# EXERCISE BRIEF:
Each line from the one that contains "sticker. Do not add anything beyond the points." to the end of the material must be quoted exactly; include both end lines and nothing else.

(Recorded data)
────────────────

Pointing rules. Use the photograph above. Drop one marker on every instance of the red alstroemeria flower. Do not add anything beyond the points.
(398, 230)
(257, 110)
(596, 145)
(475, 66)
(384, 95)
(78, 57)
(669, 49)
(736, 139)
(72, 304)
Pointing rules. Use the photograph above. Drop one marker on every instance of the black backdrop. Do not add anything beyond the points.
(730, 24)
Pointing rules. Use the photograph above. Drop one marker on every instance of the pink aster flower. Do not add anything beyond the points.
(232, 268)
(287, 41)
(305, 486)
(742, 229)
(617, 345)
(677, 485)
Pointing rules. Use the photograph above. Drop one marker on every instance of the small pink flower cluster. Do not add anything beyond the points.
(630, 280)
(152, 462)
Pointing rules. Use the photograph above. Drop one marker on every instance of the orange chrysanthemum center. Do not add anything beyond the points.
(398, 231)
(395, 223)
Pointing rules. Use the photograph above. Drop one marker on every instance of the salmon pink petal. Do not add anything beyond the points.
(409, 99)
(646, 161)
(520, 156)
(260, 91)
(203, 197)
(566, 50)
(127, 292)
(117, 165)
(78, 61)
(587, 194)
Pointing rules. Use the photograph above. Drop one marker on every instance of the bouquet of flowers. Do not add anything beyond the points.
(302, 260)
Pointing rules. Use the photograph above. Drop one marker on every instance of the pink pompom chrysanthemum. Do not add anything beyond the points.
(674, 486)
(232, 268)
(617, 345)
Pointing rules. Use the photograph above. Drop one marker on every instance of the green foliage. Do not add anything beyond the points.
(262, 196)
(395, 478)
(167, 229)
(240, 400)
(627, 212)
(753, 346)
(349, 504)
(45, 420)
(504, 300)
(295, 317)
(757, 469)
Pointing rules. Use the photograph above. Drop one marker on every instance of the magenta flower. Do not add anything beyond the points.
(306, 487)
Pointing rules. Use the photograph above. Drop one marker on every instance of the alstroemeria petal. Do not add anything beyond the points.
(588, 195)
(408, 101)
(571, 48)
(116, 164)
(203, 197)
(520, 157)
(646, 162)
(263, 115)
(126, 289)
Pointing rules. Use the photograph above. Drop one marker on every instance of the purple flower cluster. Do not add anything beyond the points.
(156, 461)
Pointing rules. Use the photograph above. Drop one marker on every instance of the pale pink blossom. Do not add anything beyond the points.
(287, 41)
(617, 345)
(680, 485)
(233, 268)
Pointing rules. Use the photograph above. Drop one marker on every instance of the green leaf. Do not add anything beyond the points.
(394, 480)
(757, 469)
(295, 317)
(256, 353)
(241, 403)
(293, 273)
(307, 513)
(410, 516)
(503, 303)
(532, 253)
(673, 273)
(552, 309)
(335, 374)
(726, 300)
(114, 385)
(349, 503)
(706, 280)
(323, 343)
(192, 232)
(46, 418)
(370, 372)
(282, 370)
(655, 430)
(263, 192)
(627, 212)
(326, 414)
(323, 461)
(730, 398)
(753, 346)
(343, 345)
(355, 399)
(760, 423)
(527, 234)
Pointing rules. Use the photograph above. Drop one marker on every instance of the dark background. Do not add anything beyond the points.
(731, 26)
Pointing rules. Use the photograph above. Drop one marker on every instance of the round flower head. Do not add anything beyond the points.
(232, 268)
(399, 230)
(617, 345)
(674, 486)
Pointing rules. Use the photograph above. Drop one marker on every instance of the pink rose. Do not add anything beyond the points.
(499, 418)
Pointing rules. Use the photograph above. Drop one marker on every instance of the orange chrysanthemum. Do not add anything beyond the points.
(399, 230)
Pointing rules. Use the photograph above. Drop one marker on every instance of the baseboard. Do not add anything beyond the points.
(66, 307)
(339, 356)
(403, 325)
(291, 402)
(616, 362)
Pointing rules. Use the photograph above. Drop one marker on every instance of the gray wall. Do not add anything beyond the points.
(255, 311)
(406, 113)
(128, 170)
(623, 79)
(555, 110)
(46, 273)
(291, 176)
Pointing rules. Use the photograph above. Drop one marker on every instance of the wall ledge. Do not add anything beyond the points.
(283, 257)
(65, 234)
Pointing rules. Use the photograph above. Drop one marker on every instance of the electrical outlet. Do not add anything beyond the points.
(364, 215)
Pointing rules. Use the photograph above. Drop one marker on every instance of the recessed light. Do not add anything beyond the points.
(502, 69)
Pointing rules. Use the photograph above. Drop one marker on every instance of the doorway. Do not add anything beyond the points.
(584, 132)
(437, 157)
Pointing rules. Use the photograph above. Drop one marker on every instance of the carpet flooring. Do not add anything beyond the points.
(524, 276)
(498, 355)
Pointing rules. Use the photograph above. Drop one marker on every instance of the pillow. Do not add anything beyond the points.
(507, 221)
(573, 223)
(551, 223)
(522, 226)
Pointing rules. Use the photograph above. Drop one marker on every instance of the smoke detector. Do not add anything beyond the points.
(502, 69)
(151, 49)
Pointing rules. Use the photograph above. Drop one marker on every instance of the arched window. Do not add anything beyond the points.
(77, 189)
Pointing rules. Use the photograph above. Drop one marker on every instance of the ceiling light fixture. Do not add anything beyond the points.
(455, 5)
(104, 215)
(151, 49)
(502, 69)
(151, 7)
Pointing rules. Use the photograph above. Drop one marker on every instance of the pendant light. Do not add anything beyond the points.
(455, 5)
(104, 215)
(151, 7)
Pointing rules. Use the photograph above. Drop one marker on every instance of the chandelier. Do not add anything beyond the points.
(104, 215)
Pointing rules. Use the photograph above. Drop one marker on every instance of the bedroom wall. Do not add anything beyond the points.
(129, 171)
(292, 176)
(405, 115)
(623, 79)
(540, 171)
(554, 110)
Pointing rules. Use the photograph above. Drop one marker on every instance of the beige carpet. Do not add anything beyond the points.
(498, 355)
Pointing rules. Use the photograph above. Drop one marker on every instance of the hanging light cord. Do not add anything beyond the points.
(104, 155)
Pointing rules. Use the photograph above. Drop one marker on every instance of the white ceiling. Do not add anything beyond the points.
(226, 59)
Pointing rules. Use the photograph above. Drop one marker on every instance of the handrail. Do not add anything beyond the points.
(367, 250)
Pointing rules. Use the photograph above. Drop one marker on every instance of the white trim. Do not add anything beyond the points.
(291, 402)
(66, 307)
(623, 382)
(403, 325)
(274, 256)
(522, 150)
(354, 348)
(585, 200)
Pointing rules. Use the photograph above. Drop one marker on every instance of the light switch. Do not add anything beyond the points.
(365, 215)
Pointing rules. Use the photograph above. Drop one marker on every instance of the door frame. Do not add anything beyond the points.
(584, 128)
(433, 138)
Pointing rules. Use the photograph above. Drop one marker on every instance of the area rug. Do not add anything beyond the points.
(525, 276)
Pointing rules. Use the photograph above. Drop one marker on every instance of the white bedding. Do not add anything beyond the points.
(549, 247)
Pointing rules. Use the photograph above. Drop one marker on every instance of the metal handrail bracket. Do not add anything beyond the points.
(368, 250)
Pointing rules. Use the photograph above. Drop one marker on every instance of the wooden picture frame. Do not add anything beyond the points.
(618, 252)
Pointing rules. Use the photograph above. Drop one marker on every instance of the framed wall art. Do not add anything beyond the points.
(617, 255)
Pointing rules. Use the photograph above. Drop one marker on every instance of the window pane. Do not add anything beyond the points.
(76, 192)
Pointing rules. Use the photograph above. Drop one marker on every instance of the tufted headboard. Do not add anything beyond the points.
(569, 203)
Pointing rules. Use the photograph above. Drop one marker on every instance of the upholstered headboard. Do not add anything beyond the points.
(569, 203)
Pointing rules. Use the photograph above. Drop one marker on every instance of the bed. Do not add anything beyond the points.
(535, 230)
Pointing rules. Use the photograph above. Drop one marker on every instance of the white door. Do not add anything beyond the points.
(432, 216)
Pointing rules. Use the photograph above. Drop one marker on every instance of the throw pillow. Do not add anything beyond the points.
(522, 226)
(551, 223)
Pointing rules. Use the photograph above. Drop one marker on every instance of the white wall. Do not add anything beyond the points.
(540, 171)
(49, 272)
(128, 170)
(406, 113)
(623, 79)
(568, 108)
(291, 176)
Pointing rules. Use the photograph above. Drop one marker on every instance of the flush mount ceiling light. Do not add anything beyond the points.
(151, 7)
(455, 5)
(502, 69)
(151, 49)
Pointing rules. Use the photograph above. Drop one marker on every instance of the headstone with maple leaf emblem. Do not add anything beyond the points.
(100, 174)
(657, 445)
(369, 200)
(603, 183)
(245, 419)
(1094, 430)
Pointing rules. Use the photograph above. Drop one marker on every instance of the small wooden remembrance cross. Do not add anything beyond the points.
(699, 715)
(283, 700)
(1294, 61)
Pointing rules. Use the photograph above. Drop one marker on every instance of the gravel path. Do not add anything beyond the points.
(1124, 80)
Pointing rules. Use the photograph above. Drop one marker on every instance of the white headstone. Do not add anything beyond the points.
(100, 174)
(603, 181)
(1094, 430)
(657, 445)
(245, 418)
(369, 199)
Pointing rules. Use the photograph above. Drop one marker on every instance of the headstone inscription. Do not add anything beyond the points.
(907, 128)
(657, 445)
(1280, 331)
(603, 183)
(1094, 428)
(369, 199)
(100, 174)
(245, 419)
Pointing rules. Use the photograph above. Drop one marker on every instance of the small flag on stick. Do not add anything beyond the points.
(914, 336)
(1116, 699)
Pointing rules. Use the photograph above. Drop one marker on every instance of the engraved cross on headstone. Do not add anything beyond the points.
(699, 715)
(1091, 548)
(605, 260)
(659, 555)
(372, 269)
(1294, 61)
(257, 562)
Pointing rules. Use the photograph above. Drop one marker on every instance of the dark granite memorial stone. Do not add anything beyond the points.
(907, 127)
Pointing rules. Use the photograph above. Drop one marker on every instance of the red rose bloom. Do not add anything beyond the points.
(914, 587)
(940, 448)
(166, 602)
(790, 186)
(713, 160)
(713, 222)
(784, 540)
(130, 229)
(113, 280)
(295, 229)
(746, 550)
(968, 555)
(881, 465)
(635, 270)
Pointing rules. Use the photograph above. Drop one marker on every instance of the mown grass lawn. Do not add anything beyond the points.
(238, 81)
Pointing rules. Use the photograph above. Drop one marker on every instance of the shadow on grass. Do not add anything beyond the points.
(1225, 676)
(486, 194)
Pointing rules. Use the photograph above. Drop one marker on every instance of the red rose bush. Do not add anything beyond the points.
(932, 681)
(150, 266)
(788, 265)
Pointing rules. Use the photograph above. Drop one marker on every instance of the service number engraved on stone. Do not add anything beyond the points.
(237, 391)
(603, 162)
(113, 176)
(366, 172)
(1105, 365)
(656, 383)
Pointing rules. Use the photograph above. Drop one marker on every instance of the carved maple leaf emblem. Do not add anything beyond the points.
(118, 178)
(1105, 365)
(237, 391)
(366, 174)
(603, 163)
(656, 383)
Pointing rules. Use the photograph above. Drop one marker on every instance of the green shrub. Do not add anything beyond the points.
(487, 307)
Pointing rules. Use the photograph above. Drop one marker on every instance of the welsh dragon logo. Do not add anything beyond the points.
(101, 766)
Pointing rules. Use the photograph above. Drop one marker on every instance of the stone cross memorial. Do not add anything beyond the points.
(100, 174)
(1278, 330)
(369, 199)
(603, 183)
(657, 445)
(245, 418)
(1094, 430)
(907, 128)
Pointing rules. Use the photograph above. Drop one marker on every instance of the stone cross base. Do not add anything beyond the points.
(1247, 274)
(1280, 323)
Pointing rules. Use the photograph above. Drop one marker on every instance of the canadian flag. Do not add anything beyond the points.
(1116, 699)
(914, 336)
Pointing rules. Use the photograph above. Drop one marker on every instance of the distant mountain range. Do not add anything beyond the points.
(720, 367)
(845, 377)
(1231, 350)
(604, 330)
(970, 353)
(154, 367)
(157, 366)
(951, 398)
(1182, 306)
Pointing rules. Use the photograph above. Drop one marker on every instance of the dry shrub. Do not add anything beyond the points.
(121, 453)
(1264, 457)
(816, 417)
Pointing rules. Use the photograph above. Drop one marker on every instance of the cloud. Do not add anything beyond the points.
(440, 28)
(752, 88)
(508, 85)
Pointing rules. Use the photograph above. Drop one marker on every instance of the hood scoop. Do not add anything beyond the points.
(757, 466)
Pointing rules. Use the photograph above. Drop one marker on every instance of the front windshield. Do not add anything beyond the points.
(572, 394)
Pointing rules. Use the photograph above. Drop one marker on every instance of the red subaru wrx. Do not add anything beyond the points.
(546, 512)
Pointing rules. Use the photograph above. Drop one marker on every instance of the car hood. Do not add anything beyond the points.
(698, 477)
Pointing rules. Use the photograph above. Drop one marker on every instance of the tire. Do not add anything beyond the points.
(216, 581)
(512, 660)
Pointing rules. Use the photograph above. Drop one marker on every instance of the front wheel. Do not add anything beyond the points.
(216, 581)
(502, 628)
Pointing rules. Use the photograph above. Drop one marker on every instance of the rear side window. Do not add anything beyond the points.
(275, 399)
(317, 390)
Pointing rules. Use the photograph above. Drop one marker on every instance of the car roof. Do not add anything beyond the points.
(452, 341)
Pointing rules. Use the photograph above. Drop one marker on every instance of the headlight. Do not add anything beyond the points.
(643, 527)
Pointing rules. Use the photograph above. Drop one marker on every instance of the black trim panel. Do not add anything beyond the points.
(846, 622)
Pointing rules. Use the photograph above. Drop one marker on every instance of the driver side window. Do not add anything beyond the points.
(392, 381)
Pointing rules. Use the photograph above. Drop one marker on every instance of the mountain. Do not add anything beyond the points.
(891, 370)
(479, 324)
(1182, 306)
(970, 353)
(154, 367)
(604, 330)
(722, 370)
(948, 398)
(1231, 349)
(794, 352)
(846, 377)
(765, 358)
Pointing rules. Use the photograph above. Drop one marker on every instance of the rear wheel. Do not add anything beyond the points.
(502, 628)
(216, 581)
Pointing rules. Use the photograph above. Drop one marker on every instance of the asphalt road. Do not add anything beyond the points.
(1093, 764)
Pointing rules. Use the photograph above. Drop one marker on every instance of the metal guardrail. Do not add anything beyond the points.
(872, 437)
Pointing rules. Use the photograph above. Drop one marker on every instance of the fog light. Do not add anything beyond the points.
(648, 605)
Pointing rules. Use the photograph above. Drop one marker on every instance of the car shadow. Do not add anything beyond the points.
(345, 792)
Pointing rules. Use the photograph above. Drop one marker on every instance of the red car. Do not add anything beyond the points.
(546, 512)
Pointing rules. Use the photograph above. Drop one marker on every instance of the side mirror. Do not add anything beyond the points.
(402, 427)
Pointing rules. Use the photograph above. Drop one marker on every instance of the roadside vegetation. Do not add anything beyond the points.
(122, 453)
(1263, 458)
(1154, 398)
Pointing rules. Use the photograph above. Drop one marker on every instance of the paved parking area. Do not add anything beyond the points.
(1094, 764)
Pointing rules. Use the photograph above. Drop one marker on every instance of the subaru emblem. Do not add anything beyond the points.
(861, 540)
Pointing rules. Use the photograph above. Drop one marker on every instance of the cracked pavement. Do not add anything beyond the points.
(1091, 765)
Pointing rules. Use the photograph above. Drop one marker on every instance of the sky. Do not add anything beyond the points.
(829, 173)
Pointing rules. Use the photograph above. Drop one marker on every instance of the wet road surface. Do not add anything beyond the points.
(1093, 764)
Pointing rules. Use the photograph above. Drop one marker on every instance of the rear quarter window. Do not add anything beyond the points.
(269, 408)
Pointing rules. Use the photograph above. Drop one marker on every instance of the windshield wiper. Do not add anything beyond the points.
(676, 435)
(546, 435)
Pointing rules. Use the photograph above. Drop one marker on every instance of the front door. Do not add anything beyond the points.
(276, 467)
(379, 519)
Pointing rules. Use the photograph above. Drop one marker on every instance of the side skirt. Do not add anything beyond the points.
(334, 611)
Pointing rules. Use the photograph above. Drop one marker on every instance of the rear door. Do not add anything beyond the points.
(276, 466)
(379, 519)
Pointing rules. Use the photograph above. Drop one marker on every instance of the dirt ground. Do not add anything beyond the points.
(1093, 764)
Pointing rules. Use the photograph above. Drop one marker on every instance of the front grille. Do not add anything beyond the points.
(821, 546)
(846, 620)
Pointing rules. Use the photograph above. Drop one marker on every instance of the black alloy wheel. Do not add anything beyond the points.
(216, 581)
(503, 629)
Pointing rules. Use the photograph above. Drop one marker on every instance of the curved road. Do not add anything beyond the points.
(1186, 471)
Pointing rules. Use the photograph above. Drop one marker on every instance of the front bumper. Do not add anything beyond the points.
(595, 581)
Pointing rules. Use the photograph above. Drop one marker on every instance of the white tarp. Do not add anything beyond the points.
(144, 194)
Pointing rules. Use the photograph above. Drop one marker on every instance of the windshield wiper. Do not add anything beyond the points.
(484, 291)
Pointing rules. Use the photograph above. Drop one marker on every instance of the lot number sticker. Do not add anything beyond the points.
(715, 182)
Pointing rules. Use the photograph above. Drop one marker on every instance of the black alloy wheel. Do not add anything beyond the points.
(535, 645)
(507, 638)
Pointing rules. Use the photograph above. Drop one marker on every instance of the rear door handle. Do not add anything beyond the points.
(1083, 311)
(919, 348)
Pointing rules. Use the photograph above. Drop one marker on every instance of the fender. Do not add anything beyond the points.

────────────────

# TASK ANSWER:
Pointing rules. Use the photograph above. Drop one marker on every instance of the lot number sticker. Do not add anything beyond the points.
(715, 182)
Pointing rules. Use the photograph above. Drop one marker on every instance of the black alloy wheel. Do not add anything beyond the points.
(535, 645)
(507, 638)
Pointing rules. Use the photograph above. Drop one marker on every instance of the rear door handle. Do not add anything beyond the points.
(1083, 311)
(919, 348)
Pointing rules. Use the photograph above. Drop one marker on every instance of the fender. Do not add anything beyond the points.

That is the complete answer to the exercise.